REQUIRED ACTIONS:
1) Reproduce the passage of the Dafny verification abstract between "The work extends" and "and industrial environments.", inclusive.
2) Carry on writing the Dafny verification abstract from the point where it stops.

Content area
Formal software verification represents an essential approach for ensuring correctness and reliability of critical systems, yet faces significant barriers due to the complexity of manually specifying method contracts, loop invariants, and other verification constructs. This dissertation addresses this limitation through the development of an advanced Visual Studio Code extension that automates the generation of formal specification and verification constructs using multiple artificial intelligence providers.
The work extends the original implementation of a VSCode extension for Dafny, transforming an initial prototype into a robust and scalable platform for formal verification assistance. The solution implements a multi-provider architecture that integrates Artificial Intelligence services including OpenAI, Claude, and DeepSeek through a unified interface, with intelligent fallback mechanisms ensuring continuous availability even during individual service disruptions. Firebase integration enables dynamic configuration management and secure credential storage, making it suitable for both academic and industrial environments.
In an experiment with a dataset of 100 programs in Dafny of varying complexity, a multiprovider ensemble combining Claude Sonnet 4, DeepSeek-V3 and GPT-4.1 achieved the best performance, being able to generate correct specification and verification constructs (pre/postconditions, loop invariants, auxiliary predicates and functions) for 80% of the programs in 1 attempt and 85% of the programs in 3 attempts. Generated pre/post-conditions are checked by the Dafny verifier against a set of test assertions. Generated loop invariants are checked against methods pre/post-conditions.

DATA EXTRACTS:
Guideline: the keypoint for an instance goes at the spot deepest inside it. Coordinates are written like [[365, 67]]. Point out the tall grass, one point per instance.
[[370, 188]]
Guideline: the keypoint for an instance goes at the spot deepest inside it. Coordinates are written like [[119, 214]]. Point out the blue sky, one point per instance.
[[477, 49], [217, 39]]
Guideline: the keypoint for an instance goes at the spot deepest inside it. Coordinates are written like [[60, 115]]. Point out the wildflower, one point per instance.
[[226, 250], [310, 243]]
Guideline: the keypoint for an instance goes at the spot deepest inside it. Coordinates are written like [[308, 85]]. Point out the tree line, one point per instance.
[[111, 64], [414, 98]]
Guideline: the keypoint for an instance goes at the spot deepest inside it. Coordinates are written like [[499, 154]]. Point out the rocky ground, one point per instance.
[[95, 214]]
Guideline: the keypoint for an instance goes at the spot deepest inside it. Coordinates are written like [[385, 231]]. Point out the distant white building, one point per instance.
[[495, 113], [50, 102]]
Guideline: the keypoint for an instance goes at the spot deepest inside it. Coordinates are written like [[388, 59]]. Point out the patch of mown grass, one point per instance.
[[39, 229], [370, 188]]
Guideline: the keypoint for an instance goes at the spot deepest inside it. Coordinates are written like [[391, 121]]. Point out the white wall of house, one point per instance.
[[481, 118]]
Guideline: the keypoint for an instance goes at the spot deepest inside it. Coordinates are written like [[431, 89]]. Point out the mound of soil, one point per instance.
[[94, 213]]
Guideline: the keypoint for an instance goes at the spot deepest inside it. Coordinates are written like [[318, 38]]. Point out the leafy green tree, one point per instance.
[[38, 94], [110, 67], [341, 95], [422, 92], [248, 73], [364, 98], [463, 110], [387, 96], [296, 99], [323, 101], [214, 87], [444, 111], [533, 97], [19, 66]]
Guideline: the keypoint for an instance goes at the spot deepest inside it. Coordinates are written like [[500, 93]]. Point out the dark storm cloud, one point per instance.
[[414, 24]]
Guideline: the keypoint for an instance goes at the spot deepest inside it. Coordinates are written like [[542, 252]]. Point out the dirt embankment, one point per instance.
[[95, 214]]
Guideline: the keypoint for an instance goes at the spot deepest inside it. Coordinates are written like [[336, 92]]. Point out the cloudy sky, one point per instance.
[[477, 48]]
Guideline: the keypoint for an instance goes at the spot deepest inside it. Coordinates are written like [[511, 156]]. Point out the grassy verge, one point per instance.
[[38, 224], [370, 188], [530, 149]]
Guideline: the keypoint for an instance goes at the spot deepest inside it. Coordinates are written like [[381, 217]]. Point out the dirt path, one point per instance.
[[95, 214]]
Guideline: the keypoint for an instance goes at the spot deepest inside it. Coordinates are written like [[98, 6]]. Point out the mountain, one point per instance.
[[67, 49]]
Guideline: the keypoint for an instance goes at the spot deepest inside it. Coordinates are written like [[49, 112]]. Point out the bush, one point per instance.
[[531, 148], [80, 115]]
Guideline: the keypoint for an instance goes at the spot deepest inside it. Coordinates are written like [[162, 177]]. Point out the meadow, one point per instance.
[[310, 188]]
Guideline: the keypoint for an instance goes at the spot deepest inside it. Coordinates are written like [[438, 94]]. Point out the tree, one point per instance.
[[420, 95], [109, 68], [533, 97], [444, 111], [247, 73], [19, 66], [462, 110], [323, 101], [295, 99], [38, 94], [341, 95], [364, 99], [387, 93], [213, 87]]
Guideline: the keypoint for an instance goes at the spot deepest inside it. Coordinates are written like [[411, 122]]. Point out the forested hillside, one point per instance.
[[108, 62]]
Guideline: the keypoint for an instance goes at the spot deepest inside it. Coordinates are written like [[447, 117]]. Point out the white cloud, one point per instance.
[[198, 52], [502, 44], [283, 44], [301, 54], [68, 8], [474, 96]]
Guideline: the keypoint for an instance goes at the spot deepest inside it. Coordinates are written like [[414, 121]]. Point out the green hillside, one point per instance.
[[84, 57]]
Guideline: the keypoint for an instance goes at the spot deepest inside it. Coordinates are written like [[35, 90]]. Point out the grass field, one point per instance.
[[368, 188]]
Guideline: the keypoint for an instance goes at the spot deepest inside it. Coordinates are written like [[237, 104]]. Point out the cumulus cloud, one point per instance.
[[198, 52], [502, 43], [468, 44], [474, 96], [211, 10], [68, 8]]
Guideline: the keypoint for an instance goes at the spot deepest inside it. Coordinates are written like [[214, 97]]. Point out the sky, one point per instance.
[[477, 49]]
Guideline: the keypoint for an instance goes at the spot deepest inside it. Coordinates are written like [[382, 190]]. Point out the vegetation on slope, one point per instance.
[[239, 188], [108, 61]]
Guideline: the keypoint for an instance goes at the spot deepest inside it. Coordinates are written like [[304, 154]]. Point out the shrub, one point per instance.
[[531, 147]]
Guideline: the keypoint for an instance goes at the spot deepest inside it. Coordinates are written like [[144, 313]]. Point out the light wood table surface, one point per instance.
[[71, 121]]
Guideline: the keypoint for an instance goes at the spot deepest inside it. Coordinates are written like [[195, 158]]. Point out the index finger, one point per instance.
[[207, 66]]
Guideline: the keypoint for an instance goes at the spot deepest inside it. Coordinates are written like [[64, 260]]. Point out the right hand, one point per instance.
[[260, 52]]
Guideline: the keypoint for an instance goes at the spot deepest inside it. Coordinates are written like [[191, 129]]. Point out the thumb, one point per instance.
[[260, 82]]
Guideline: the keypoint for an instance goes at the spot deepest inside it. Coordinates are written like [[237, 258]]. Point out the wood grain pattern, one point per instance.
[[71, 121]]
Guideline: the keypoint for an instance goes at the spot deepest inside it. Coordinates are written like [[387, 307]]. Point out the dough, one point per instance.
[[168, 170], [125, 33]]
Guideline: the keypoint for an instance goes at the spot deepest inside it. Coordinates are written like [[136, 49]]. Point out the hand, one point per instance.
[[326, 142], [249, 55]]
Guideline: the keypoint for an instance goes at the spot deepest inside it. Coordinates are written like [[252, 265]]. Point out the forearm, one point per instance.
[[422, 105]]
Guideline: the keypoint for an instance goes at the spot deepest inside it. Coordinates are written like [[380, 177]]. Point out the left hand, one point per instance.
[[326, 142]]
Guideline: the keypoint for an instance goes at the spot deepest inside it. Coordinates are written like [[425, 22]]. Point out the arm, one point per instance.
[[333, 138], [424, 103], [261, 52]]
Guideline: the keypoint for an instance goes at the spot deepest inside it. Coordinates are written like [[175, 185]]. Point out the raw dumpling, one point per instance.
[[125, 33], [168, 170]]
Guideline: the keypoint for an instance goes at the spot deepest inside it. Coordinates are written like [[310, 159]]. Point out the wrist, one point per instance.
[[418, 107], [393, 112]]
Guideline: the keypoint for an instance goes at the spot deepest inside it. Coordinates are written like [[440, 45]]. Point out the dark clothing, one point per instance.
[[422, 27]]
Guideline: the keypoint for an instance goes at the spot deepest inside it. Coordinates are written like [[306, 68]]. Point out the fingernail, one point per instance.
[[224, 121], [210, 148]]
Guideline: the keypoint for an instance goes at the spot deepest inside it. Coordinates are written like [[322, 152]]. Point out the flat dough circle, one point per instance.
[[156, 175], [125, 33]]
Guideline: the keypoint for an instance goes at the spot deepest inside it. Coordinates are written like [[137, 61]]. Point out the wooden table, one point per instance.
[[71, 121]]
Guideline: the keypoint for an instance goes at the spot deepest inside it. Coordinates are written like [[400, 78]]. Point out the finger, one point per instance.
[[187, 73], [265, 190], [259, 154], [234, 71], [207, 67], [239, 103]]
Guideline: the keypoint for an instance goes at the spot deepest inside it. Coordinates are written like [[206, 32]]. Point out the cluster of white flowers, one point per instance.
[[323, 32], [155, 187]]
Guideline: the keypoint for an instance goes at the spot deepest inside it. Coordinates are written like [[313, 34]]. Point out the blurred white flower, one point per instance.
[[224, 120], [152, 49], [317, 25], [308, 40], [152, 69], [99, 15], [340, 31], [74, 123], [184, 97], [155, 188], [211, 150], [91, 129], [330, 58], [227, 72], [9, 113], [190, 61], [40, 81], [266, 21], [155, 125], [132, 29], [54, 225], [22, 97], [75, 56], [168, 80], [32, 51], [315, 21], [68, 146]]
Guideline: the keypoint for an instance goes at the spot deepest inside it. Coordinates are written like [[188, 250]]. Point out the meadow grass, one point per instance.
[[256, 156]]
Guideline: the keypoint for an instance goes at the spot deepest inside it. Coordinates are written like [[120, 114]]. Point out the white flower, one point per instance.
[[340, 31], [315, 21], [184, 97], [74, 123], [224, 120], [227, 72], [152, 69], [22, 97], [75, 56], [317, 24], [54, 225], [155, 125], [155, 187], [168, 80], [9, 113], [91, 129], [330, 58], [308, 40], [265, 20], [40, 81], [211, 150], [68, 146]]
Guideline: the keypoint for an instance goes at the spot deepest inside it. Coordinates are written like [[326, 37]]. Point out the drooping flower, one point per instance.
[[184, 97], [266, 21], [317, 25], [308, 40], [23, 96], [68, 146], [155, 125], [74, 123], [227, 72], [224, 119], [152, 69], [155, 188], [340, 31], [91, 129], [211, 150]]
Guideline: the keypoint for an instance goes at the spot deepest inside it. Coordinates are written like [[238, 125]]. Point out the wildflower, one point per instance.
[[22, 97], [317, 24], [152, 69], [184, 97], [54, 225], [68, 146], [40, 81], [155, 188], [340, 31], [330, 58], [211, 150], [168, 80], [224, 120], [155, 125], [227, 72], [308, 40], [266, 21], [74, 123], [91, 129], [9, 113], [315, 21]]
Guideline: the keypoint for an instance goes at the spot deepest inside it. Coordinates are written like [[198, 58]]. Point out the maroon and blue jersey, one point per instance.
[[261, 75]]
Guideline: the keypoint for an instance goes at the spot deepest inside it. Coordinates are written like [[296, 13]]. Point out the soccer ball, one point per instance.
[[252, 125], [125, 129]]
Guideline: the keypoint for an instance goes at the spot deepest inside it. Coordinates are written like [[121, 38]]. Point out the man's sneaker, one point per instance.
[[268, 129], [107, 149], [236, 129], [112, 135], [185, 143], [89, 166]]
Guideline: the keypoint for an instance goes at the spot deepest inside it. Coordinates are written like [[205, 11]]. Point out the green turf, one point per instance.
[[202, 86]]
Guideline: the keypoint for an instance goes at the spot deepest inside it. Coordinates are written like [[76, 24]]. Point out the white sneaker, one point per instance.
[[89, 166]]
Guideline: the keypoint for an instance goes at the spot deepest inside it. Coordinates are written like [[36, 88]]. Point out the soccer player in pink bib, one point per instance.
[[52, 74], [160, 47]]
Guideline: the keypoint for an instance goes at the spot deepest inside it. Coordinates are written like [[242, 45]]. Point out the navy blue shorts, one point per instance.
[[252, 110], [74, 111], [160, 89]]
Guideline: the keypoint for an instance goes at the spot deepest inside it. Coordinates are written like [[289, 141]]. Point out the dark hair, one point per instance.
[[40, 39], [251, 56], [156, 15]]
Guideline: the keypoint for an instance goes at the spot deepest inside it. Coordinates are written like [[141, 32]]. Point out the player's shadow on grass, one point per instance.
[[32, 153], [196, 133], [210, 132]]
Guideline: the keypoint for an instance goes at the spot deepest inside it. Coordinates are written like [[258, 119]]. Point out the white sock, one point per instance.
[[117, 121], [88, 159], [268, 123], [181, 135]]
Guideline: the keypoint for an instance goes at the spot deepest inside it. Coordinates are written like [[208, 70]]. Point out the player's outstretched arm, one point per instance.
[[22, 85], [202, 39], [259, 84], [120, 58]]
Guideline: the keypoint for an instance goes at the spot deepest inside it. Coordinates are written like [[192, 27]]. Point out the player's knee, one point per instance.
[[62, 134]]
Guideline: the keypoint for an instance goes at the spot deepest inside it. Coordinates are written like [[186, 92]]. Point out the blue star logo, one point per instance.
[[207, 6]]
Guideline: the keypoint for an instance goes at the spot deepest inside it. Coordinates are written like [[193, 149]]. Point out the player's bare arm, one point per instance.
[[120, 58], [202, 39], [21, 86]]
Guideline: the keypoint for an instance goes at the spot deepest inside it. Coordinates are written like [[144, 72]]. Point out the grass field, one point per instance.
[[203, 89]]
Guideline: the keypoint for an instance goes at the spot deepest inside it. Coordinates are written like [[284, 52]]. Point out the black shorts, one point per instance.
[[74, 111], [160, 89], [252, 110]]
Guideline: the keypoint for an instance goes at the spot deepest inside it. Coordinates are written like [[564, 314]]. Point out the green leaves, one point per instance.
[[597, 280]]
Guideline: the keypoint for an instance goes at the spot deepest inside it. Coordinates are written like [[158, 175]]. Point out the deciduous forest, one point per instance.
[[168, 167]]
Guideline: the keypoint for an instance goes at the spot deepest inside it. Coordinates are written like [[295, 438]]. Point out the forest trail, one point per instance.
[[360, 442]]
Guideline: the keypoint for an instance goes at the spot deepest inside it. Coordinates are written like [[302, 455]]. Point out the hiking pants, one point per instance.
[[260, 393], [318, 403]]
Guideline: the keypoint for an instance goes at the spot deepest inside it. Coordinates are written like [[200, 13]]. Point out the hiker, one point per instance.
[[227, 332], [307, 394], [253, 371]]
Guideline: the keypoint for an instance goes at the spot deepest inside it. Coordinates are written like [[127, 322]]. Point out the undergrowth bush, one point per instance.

LIST OF ANSWERS:
1)
The work extends the original implementation of a VSCode extension for Dafny, transforming an initial prototype into a robust and scalable platform for formal verification assistance. The solution implements a multi-provider architecture that integrates Artificial Intelligence services including OpenAI, Claude, and DeepSeek through a unified interface, with intelligent fallback mechanisms ensuring continuous availability even during individual service disruptions. Firebase integration enables dynamic configuration management and secure credential storage, making it suitable for both academic and industrial environments.

2)
Experimental validation through a controlled crossover design study involving 7 users and a total of 42 formal specification and verification tasks demonstrates the effectiveness of the proposed approach. Results reveal a System Usability Scale score of 74.6/100, indicating good user acceptance. Comparative analysis shows significantly superior success rates for AI-assisted approaches (85.7%) compared to manual methods (42.1%). Effort evaluation demonstrates 43.8% productivity gains, with average completion times of 6.25 minutes for tool-assisted approaches versus 11.12 minutes for manual methods.
This work further demonstrates the viability of multi-provider architectures for AI-assisted development tools, and establishes replicable experimental methodologies for evaluating formal verification tools. The results suggest that intelligent integration of multiple AI providers can significantly improve the accessibility and effectiveness of formal software verification.